* Extract to read:
* Begin *
When I was frustrated with the first half of this novel, it was because its characters felt opaque. Its protagonist, named Elena like her creator, is clearly defined enough. I wasn’t bothered by young Elena’s narration – in fact, it was this narration that first made me think of Munro. Elena’s friend Lila – whom I assumed until very close to the end was the “brilliant friend” of the title – is also well drawn. But the rest of their friends, who get a lot of page time, seemed interchangeable. Pasquale, Enzo, Stefano, Antonio, and Alfredo all blended into one another, and the intensity of Elena’s friendship with Lila left me somewhat baffled about why there had to be any more female characters in the novel at all; surely Elena and Lila provided enough “Venus” energy to power the novel through to its end. The Solara brothers stand out a bit because they are wealthy and ostentatious and aggressive. Throughout the first half of the novel I was just baffled: why introduce so many characters, give them so much time on the page, and develop them so little?
* End *
* Exercise instructions:
**A)** From the passage on the novel, list the friends the reviewer says blended into one another.
**B)** According to the passage on the novel, what makes the Solara brothers stand out?
**C)** Pick up the passage on the novel after its final sentence and write a further paragraph in the same voice.

* Raw records:
* Begin *
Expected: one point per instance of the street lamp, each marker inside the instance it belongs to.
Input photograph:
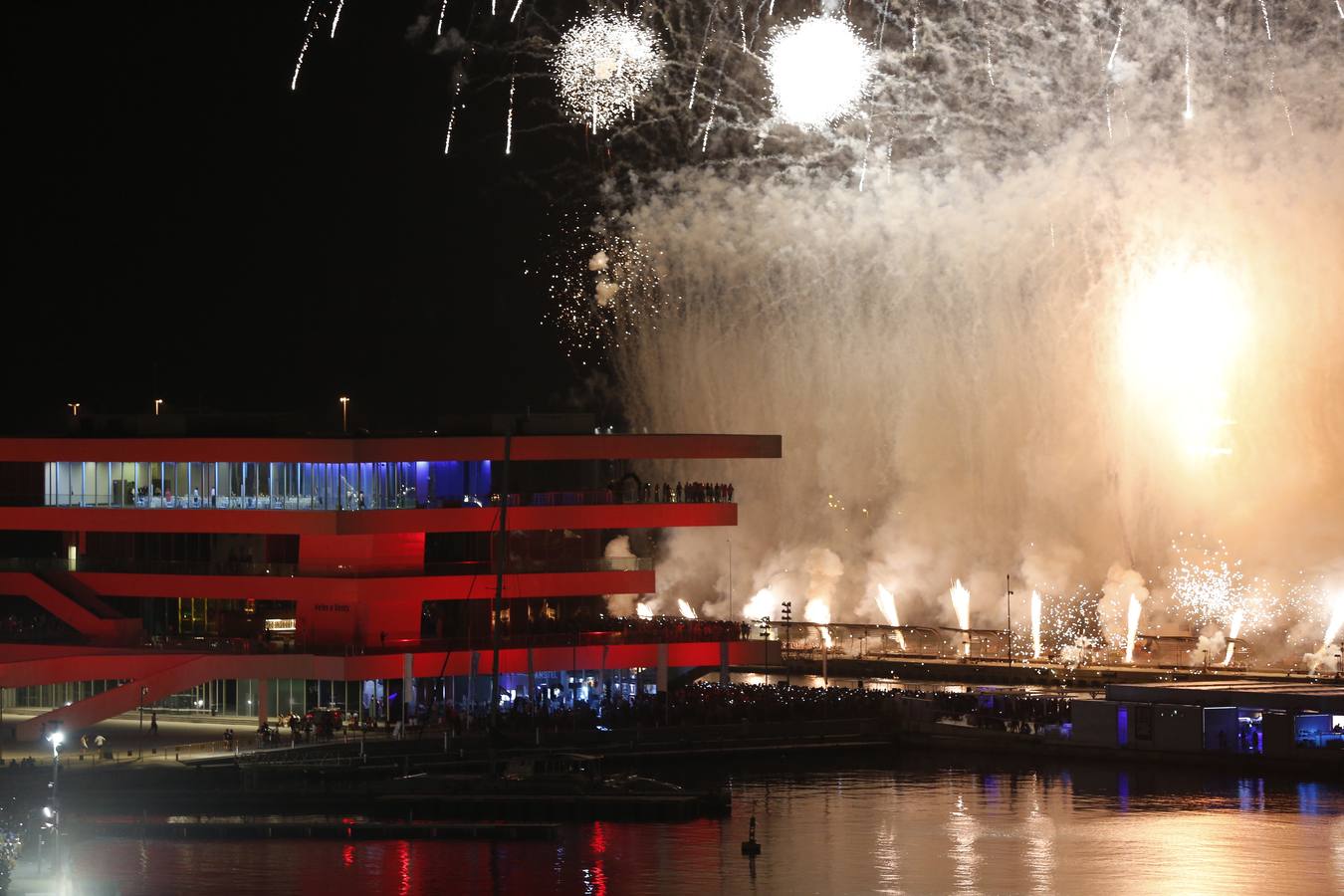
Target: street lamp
(57, 738)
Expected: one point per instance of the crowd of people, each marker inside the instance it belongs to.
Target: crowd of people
(687, 493)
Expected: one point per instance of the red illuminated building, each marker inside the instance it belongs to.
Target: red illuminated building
(266, 573)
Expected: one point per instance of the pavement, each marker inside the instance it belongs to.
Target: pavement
(123, 737)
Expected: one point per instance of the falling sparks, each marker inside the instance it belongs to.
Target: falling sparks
(961, 606)
(1035, 625)
(602, 65)
(820, 70)
(1120, 31)
(340, 4)
(508, 122)
(818, 612)
(448, 137)
(709, 125)
(1190, 108)
(303, 51)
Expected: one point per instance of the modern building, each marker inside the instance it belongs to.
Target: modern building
(260, 575)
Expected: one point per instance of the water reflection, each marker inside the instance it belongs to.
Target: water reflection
(920, 826)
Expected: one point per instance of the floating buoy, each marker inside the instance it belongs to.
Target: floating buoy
(750, 846)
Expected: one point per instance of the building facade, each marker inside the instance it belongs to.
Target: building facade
(266, 575)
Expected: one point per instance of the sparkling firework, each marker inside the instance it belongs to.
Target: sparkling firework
(605, 291)
(602, 66)
(1136, 610)
(887, 604)
(1035, 625)
(820, 70)
(1232, 637)
(818, 612)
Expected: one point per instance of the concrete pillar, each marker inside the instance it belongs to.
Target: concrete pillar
(663, 668)
(531, 679)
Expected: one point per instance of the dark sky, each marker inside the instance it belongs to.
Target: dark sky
(185, 227)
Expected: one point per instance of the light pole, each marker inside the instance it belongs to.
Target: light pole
(57, 738)
(144, 689)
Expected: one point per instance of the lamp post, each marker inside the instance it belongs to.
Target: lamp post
(57, 738)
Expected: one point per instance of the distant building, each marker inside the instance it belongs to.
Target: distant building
(260, 575)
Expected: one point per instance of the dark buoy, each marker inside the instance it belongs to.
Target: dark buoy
(750, 846)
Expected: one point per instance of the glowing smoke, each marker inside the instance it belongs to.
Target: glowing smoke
(961, 606)
(1136, 608)
(818, 612)
(761, 606)
(970, 353)
(887, 606)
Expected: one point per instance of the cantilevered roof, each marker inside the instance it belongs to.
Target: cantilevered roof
(1251, 693)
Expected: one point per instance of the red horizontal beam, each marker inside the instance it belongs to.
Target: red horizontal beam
(326, 590)
(486, 448)
(138, 664)
(584, 516)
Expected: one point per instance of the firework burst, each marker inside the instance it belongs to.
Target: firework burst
(602, 66)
* End *
* Expected results:
**A)** Pasquale, Enzo, Stefano, Antonio, Alfredo

**B)** They are wealthy, ostentatious, and aggressive.

**C)**
Then I started to get it. Early in the novel we’re introduced to a character named Don Achille. At first I thought he was a Boo Radley figure; the children in town were taught never to go anywhere near him but also never to be disrespectful to him. “We didn’t know the origin of that fear-rancor-hatred-meekness that our parents displayed toward the Caraccis (Don Achille’s family) and transmitted to us,” Ferrante writes, “but it was there, it was a fact, like the neighborhood, its dirty-white houses, the fetid odor of the landings.” Shortly after he is introduced, Don Achille is killed, and the father of one of Elena’s friends is sent to prison for murder. As a reader, I was just as baffled as Elena was (which was the point – duh!), and my own understanding of Don Achille’s relationship with others in the town kept pace with hers.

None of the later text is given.